* Gegebene Zeilen:
##########

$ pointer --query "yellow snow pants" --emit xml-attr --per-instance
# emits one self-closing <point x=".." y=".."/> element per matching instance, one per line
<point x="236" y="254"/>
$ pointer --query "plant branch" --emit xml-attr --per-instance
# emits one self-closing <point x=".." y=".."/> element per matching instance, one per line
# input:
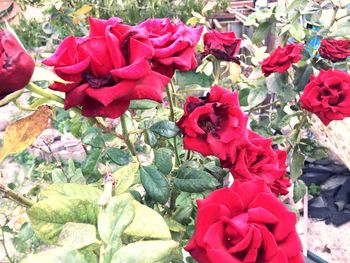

##########

* Aufgabenstellung: Wandle alle obigen Zeilen in eine nummerierte Liste um und lass Leerzeilen weg. Bilder gehören nicht in die Lösung.

* Lösung der Übung:
1. $ pointer --query "yellow snow pants" --emit xml-attr --per-instance
2. # emits one self-closing <point x=".." y=".."/> element per matching instance, one per line
3. <point x="236" y="254"/>
4. $ pointer --query "plant branch" --emit xml-attr --per-instance
5. # emits one self-closing <point x=".." y=".."/> element per matching instance, one per line
6. # input:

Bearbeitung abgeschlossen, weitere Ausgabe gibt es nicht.